## Aim of the exercise
With pictures left out, write out exactly every line from the start of the data through the one that contains "Where can the underwater".
══ Material supplied ══
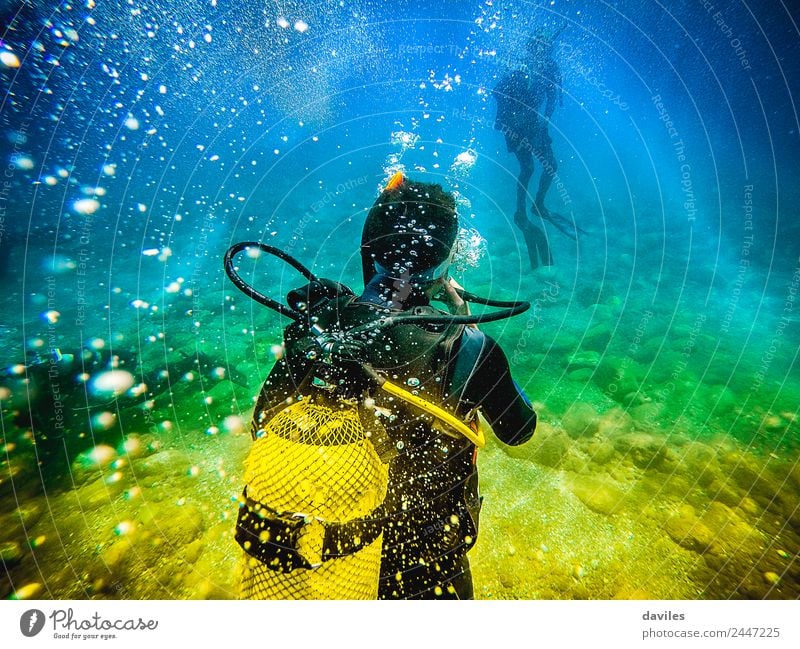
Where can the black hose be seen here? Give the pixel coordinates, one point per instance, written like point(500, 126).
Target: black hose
point(508, 309)
point(252, 293)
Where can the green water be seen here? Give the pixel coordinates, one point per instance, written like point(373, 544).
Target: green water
point(664, 464)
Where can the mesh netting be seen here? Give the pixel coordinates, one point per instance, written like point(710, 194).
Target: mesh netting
point(316, 461)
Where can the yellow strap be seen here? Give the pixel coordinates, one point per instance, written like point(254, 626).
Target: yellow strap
point(476, 438)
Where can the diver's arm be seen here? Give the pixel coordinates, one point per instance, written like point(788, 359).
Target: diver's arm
point(505, 406)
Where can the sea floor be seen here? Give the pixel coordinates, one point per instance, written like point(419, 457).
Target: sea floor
point(591, 508)
point(661, 468)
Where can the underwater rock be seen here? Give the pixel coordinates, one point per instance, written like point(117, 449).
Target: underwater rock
point(583, 375)
point(615, 422)
point(548, 446)
point(221, 402)
point(700, 462)
point(645, 451)
point(600, 494)
point(688, 531)
point(10, 553)
point(102, 491)
point(19, 480)
point(551, 449)
point(647, 416)
point(619, 377)
point(719, 532)
point(580, 420)
point(171, 524)
point(597, 338)
point(750, 476)
point(165, 464)
point(16, 522)
point(600, 451)
point(134, 446)
point(583, 359)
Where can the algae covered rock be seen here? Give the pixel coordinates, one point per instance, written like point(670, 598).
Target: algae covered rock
point(581, 420)
point(601, 494)
point(583, 359)
point(688, 531)
point(600, 451)
point(615, 422)
point(548, 446)
point(166, 463)
point(645, 451)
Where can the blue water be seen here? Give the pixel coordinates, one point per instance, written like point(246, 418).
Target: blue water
point(140, 139)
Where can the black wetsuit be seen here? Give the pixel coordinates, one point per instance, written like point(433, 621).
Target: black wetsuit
point(519, 97)
point(431, 508)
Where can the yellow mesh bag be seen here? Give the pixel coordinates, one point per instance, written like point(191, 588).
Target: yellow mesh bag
point(317, 461)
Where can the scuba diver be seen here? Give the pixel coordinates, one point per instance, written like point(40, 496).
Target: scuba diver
point(395, 515)
point(520, 95)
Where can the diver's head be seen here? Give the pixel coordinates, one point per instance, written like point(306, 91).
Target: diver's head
point(409, 232)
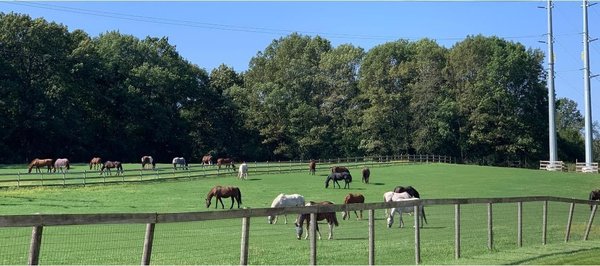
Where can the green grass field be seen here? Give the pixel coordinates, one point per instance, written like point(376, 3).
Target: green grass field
point(218, 242)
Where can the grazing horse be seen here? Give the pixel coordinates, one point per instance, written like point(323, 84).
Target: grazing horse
point(207, 160)
point(181, 162)
point(312, 167)
point(112, 164)
point(366, 174)
point(61, 164)
point(243, 171)
point(347, 177)
point(404, 196)
point(594, 195)
point(410, 190)
point(339, 169)
point(329, 216)
point(228, 162)
point(37, 163)
point(147, 160)
point(353, 198)
point(224, 192)
point(283, 200)
point(95, 163)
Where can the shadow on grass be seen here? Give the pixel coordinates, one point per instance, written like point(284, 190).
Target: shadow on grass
point(571, 252)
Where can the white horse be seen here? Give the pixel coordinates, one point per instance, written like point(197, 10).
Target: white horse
point(243, 171)
point(60, 164)
point(179, 161)
point(404, 196)
point(283, 200)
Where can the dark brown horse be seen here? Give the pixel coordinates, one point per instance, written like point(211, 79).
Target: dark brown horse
point(37, 163)
point(312, 167)
point(329, 216)
point(207, 160)
point(594, 195)
point(228, 162)
point(95, 163)
point(366, 175)
point(353, 198)
point(148, 160)
point(224, 192)
point(339, 169)
point(112, 164)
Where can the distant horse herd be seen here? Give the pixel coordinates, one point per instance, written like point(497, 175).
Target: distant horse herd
point(96, 163)
point(338, 173)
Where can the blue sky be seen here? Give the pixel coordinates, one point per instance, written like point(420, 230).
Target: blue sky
point(212, 33)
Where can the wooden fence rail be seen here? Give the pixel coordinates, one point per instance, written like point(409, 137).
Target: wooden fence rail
point(41, 220)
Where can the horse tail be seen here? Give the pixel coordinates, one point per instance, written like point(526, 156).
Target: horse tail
point(334, 219)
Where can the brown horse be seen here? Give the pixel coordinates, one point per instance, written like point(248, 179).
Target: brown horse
point(95, 163)
point(366, 174)
point(37, 163)
point(207, 160)
point(312, 167)
point(112, 164)
point(339, 169)
point(353, 198)
point(228, 162)
point(147, 160)
point(224, 192)
point(329, 216)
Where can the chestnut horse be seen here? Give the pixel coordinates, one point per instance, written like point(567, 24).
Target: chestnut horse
point(206, 160)
point(312, 167)
point(366, 174)
point(37, 163)
point(112, 164)
point(147, 160)
point(61, 164)
point(224, 192)
point(96, 163)
point(228, 162)
point(353, 198)
point(305, 217)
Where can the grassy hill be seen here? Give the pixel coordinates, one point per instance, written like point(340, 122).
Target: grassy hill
point(217, 242)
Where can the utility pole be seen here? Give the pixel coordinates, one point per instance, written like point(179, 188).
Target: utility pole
point(551, 100)
point(587, 89)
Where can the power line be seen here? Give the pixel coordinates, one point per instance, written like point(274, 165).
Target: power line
point(226, 27)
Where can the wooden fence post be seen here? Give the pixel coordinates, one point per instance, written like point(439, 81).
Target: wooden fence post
point(520, 224)
point(417, 234)
point(456, 231)
point(148, 241)
point(490, 228)
point(313, 239)
point(544, 222)
point(590, 221)
point(36, 243)
point(569, 220)
point(371, 237)
point(245, 239)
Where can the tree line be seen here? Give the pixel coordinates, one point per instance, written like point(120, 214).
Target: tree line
point(67, 94)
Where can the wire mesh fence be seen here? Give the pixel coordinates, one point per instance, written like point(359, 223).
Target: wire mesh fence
point(215, 237)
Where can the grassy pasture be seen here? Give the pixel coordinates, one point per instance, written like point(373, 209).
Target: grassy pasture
point(217, 242)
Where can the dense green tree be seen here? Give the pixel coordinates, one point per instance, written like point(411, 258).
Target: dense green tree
point(499, 88)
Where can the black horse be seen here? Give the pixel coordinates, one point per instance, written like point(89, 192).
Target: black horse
point(347, 177)
point(410, 190)
point(594, 195)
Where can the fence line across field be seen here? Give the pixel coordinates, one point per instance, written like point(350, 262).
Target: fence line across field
point(194, 171)
point(38, 222)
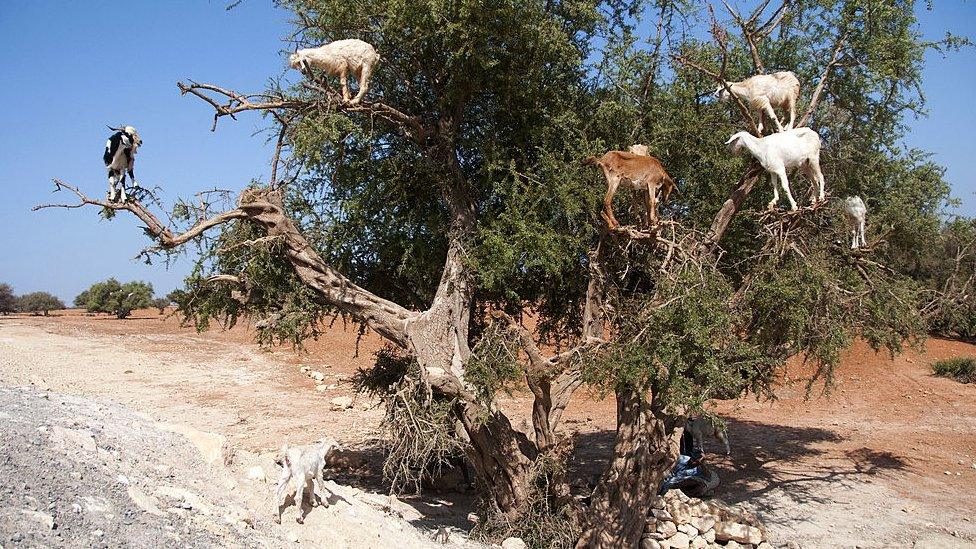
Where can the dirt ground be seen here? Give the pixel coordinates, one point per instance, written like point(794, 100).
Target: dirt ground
point(888, 460)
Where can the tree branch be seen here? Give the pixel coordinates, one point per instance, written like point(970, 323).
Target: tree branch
point(821, 86)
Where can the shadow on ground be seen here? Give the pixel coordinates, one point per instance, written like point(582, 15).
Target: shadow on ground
point(765, 457)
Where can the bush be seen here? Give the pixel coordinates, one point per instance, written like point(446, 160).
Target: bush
point(116, 298)
point(39, 302)
point(961, 369)
point(8, 301)
point(161, 303)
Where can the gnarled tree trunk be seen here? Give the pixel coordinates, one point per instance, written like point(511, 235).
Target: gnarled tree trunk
point(644, 450)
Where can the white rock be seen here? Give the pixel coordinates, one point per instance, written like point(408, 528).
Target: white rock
point(514, 543)
point(703, 523)
point(661, 514)
point(648, 543)
point(667, 528)
point(43, 518)
point(725, 531)
point(257, 473)
point(144, 501)
point(679, 541)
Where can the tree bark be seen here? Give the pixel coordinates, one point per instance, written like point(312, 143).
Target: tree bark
point(644, 451)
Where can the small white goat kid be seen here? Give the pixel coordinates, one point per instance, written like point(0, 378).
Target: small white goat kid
point(764, 93)
point(780, 152)
point(340, 58)
point(856, 213)
point(302, 469)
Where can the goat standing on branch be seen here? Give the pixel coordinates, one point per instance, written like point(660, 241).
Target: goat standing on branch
point(119, 158)
point(635, 170)
point(764, 93)
point(340, 58)
point(779, 152)
point(856, 213)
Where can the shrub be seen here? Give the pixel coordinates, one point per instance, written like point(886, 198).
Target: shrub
point(39, 302)
point(961, 369)
point(116, 298)
point(8, 301)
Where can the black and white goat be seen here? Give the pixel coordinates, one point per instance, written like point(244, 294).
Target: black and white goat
point(120, 157)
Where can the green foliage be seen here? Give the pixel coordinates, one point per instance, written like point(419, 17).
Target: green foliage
point(541, 522)
point(115, 298)
point(8, 301)
point(38, 302)
point(961, 369)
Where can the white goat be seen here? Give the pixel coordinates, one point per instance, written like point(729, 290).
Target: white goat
point(302, 468)
point(856, 213)
point(765, 92)
point(119, 158)
point(779, 152)
point(340, 58)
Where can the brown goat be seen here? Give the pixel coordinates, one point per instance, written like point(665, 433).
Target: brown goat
point(640, 172)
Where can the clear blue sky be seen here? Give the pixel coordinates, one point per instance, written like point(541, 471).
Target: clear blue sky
point(70, 68)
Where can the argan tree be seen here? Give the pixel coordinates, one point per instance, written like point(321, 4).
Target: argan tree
point(8, 301)
point(115, 298)
point(452, 202)
point(39, 303)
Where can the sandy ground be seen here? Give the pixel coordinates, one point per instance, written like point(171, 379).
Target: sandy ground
point(888, 460)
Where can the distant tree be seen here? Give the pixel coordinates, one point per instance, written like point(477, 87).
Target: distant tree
point(8, 301)
point(161, 303)
point(119, 299)
point(81, 299)
point(39, 302)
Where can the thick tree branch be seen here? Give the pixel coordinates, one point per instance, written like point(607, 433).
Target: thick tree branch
point(822, 84)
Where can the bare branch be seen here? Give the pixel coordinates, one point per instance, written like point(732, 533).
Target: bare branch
point(818, 91)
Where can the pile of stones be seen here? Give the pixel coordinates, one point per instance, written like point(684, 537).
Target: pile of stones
point(681, 522)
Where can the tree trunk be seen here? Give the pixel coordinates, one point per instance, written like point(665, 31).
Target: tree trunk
point(644, 452)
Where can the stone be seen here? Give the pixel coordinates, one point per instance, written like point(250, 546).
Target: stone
point(741, 533)
point(514, 543)
point(667, 528)
point(257, 473)
point(679, 541)
point(661, 514)
point(144, 501)
point(681, 511)
point(703, 523)
point(43, 518)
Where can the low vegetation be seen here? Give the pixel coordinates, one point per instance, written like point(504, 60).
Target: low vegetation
point(961, 369)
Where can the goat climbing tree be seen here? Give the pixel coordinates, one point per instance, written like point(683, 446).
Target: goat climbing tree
point(452, 200)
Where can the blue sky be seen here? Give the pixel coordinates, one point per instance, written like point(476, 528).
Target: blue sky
point(70, 68)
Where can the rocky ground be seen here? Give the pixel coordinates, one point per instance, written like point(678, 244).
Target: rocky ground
point(886, 461)
point(81, 473)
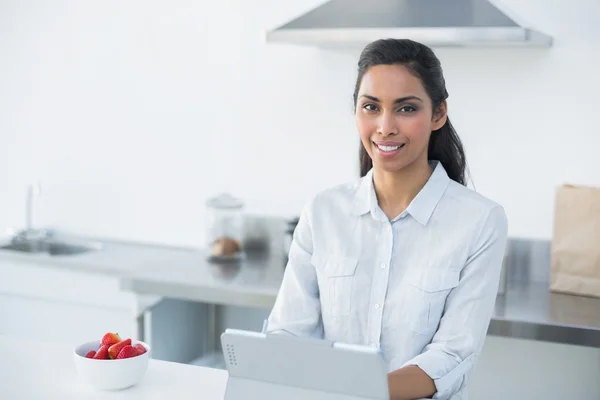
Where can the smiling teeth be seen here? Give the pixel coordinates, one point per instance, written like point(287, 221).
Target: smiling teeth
point(388, 148)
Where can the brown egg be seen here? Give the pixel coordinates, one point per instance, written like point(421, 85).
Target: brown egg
point(225, 247)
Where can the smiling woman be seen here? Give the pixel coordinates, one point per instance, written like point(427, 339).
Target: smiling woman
point(389, 68)
point(407, 259)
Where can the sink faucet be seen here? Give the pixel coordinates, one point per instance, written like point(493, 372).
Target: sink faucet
point(33, 191)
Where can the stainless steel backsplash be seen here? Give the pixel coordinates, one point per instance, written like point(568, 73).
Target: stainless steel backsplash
point(528, 260)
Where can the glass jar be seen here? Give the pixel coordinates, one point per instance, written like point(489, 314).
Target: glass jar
point(225, 227)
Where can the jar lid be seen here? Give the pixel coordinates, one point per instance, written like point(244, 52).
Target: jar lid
point(224, 200)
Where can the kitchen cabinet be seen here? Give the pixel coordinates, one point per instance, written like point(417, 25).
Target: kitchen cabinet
point(61, 306)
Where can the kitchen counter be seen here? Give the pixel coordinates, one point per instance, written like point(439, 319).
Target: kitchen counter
point(33, 370)
point(527, 310)
point(114, 258)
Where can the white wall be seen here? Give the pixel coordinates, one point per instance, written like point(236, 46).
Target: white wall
point(133, 113)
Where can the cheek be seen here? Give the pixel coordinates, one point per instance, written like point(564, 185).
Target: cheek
point(416, 129)
point(365, 129)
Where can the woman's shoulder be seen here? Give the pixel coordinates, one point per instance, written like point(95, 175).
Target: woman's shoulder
point(464, 199)
point(334, 198)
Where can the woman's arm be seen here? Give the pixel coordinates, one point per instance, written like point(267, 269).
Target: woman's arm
point(409, 383)
point(297, 309)
point(439, 371)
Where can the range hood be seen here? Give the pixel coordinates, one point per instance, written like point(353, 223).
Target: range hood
point(436, 23)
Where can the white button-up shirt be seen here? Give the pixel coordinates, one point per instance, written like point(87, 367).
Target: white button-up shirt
point(421, 287)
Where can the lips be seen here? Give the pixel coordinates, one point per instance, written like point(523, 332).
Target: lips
point(388, 149)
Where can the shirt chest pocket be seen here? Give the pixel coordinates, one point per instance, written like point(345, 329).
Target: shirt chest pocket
point(338, 283)
point(426, 298)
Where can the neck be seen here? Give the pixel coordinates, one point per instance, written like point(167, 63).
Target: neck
point(396, 190)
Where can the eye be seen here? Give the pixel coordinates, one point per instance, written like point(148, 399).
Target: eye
point(407, 109)
point(370, 107)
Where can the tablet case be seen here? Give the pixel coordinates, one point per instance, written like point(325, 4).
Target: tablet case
point(272, 366)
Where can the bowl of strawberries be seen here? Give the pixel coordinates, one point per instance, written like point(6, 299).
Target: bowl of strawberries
point(112, 363)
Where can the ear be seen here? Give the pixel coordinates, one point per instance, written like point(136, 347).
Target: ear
point(440, 116)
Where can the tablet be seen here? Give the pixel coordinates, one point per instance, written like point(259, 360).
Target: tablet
point(269, 366)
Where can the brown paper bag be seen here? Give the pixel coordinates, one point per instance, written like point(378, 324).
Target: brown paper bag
point(575, 250)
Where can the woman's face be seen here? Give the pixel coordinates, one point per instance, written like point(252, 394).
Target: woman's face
point(394, 117)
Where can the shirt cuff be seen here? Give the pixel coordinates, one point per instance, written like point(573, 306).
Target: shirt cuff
point(447, 373)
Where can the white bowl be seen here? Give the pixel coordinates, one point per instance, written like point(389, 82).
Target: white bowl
point(110, 374)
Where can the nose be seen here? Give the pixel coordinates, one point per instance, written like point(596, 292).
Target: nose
point(387, 124)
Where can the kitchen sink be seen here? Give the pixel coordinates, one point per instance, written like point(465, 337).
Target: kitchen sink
point(51, 247)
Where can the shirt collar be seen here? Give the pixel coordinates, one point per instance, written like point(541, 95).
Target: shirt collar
point(422, 206)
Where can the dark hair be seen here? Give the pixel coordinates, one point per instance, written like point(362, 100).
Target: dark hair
point(444, 145)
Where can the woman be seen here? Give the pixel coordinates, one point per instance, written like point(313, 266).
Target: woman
point(408, 258)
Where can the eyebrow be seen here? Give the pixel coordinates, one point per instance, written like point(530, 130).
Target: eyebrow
point(399, 100)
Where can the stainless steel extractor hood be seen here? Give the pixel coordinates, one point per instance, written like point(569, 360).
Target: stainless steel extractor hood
point(437, 23)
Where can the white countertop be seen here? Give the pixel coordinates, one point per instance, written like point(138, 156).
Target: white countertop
point(34, 370)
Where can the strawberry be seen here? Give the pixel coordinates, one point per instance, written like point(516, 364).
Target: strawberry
point(102, 353)
point(115, 349)
point(110, 339)
point(140, 349)
point(127, 352)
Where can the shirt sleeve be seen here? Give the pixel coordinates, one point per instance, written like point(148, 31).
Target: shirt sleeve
point(297, 308)
point(459, 339)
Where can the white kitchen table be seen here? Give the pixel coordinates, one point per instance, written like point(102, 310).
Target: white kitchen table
point(35, 370)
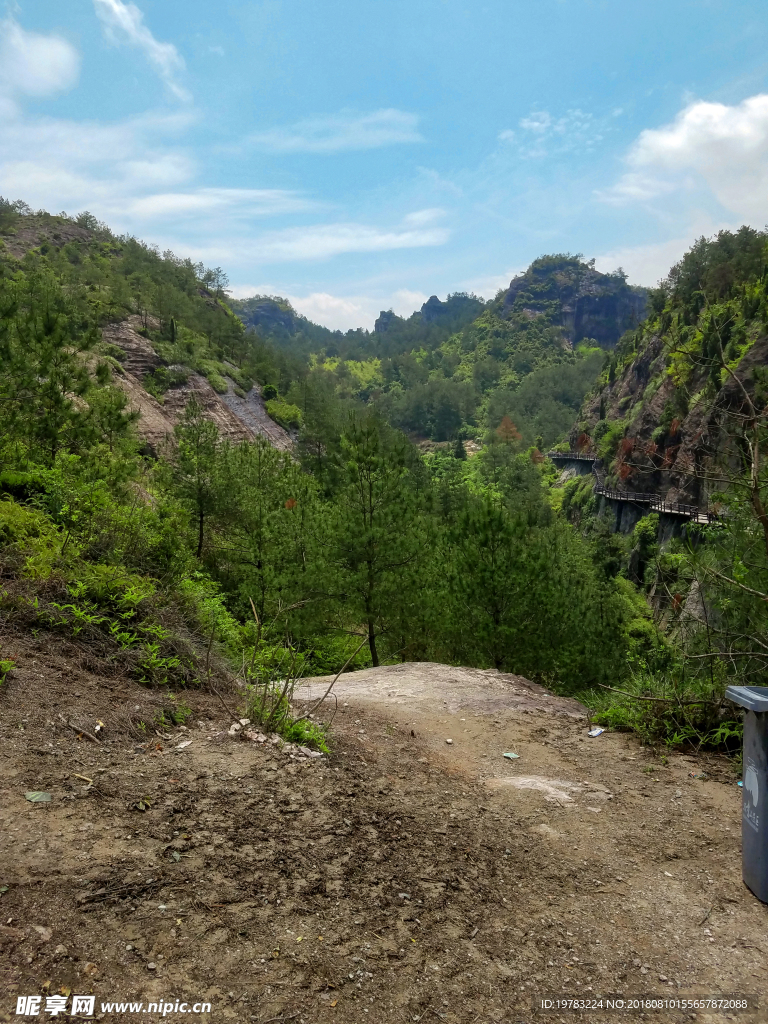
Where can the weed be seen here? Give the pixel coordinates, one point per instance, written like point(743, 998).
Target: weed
point(154, 669)
point(6, 667)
═══
## Response to this task
Where can the black hose be seen here? Give the pixel coordinates, one point per instance, written like point(500, 126).
Target: black hose
point(508, 309)
point(252, 293)
Where can the green water be seen here? Give the pixel coordinates, one point per instance, written like point(373, 544).
Target: green water
point(664, 464)
Where can the mesh netting be seen here? Give the pixel coordinates, one point per instance, written like point(710, 194).
Target: mesh netting
point(316, 461)
Where can the yellow strap be seen here? Give the pixel coordinates, one point per instance, written like point(254, 626).
Target: yellow strap
point(476, 438)
Where can the diver's arm be seen here? Give the pixel coordinates, one point per instance, written like point(788, 359).
Target: diver's arm
point(505, 406)
Where can the sea floor be seen here? Give the pixel coordinates, one point per instance, written like point(419, 457).
Target: sea floor
point(591, 508)
point(661, 468)
Where can the underwater rock be seen here? Give the pixel coordinates, one point per instance, written like point(117, 449).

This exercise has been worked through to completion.